Sunday, October 09, 2005

The latest installment in getting what you need in disguise:

There's this woman. Beautiful, talented, intelligent, empathetic, humble. I've been very interested for a little while, but we work together. That doesn't break the deal, but I haven't done enough theatre work to be jaded to the point of not believing the show is sacred, so I have proceeded with utmost caution... so much caution that I was sure that I'd screwed myself out of any chance with her. Then, in an evening and a day I went from boundless optimism to overwhelming suspicion that I'd fucked up yet another potential good thing.

So I woke with a heavy heart this morning.

I rose early to walk in a 5k benefiting suicide prevention, so I was most aware of the hole in my heart where King used to live on this earth. He's been in my thoughts more than usual this week. A younger brother dying in the novel I'm reading brought his memory to the fore. For the first time in my grief, it became important for me to know the specific details of the method of his death, which Eric provided. Saturday morning I talked with my mother about how her grief's hitting her these days. I miss him like hell every day.

• _SET OF TASKS_
1/ According to the blog entry, what event did the writer get up early to walk in?
2/ Carry the blog entry about grief forward from its final sentence.
The listing that comes next is separate from the blog entry.

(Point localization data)

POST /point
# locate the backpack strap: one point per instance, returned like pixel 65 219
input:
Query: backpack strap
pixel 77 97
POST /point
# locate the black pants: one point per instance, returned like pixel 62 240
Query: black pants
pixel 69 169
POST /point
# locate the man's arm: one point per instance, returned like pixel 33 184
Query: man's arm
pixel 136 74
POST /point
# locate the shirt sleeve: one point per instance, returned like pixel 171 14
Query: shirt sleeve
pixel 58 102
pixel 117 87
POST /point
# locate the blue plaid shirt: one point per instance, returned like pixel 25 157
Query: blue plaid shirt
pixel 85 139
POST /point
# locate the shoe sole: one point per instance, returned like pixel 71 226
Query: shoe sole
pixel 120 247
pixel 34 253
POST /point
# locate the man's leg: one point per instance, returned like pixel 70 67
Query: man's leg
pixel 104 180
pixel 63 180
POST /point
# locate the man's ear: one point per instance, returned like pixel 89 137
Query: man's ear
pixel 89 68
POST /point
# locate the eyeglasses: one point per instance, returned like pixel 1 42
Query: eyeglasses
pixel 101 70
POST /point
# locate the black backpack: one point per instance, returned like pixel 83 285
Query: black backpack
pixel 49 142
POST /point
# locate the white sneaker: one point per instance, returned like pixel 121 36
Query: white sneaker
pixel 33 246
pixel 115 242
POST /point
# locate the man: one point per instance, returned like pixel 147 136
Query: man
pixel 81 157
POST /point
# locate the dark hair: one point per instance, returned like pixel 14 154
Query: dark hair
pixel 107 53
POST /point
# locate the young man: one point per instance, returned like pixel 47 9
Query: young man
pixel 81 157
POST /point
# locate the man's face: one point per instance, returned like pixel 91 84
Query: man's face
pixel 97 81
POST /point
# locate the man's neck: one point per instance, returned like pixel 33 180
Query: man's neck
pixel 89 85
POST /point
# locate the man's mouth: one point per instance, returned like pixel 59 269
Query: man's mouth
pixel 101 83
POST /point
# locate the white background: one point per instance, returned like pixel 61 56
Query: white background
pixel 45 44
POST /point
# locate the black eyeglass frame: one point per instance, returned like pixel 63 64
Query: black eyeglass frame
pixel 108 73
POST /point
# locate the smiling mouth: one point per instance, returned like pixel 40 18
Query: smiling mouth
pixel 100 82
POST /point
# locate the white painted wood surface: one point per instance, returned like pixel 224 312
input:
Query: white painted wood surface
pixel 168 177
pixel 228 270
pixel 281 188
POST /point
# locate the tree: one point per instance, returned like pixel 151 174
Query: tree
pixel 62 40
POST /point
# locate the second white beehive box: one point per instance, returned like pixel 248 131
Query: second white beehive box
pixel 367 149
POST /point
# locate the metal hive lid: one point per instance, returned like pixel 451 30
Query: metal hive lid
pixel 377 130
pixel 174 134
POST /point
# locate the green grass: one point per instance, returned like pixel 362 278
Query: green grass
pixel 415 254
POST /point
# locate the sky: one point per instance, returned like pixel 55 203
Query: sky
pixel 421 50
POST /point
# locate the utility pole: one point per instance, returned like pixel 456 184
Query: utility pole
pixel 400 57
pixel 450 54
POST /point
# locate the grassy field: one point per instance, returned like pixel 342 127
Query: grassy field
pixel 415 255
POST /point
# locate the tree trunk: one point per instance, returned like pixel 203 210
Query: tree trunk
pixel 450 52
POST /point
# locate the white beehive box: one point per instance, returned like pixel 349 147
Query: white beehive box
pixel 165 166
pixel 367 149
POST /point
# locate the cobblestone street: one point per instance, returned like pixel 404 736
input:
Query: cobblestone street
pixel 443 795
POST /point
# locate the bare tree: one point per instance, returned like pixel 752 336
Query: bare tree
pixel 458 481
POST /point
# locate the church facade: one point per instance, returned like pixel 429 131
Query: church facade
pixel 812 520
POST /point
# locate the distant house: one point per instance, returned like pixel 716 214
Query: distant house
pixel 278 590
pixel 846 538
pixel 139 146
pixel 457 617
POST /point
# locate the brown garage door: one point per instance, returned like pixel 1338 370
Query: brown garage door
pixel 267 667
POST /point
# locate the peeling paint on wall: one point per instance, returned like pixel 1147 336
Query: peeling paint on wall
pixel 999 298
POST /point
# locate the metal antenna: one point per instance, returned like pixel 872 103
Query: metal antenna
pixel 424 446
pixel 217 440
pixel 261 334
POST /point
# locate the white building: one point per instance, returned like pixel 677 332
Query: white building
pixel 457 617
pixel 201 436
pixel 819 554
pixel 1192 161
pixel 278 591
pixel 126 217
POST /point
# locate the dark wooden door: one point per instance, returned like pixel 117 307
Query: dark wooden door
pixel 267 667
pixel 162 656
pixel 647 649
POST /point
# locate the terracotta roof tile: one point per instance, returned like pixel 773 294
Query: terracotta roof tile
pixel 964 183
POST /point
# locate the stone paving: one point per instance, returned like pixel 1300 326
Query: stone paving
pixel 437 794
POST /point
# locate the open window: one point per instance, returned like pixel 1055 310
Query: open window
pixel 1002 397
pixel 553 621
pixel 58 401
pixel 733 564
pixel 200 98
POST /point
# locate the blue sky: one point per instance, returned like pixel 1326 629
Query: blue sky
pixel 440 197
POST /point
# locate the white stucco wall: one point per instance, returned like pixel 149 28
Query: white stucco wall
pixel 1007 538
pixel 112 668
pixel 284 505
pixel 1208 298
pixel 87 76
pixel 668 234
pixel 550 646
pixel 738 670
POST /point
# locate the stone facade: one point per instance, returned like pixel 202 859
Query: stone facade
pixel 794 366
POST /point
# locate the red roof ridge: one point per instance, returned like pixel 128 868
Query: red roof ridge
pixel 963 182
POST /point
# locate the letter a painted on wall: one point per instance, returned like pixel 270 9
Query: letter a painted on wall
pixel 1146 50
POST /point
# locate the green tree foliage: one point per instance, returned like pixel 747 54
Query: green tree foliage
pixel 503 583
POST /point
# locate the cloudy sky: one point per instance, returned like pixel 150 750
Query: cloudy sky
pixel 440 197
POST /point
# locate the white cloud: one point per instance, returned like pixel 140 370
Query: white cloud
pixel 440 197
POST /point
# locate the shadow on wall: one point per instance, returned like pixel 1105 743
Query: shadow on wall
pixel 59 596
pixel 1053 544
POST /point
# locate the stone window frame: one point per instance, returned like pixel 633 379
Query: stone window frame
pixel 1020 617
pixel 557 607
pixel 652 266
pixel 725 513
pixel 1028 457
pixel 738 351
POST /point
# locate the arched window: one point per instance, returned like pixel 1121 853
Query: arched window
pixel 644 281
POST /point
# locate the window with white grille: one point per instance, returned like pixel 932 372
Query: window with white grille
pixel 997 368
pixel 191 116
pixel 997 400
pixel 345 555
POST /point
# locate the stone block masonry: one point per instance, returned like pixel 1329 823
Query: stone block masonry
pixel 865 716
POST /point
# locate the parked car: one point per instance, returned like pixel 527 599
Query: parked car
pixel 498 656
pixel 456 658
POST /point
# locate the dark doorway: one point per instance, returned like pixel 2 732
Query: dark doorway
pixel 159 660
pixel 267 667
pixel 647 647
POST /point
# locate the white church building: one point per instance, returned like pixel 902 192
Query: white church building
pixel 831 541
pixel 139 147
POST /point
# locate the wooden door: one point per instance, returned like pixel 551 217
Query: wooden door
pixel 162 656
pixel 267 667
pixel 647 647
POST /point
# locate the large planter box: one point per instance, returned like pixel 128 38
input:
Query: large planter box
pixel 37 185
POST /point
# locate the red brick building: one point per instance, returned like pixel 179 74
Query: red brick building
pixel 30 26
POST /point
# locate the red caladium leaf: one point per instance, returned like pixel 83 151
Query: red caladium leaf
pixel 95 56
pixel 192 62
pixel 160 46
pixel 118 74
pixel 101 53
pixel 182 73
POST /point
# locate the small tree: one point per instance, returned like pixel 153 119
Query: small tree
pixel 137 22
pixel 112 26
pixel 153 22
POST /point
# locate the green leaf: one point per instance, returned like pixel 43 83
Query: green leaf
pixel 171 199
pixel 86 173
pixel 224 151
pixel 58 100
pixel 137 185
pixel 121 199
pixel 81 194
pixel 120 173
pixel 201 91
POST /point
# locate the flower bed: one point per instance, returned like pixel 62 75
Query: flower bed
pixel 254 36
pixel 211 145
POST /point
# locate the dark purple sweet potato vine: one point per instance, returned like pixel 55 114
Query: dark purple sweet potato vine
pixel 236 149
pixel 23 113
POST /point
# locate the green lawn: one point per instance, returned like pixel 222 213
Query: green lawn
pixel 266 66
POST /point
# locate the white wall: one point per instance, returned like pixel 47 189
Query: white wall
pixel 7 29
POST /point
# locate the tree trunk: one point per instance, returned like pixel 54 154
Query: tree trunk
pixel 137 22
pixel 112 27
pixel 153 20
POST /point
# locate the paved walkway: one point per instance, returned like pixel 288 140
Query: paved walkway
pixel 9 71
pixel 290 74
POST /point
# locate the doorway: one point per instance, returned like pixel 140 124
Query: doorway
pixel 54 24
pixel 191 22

• _ANSWERS TO THE TASKS_
1/ A 5k benefiting suicide prevention.

2/
On my way out of the hotel, I checked my email and found that the town in Guatemala where my friends and I worked this summer was devastated by mudslides. The hospital at which we did our construction work is partially submerged in mud and one of the villages next to it is gone. We are told that all of the kids in the special needs class with whom we worked are alive, but I have to believe that some of the others we met that week are not. Knowing that the poor people of these villages now have been further burdened broke my heart and I spent much of the walk crying for them.

...but

it was a beautiful walk and I made it with My Morning Jacket's sublime new album "Z" in my ears. I ended recommitted to my beliefs that in the middle of all our stumbles, fuck-ups and heartbreaks (not in spite of them), life is beautiful and this world is an awe-inspiring place. I am happy that in a half hour last night, I taught someone more than they'd learned in a year of piano lessons. I will have written some great songs before I leave this city for home and I will return to Guatemala again to help those in need. I will rock six days a week for the next month and be paid well. I am lucky.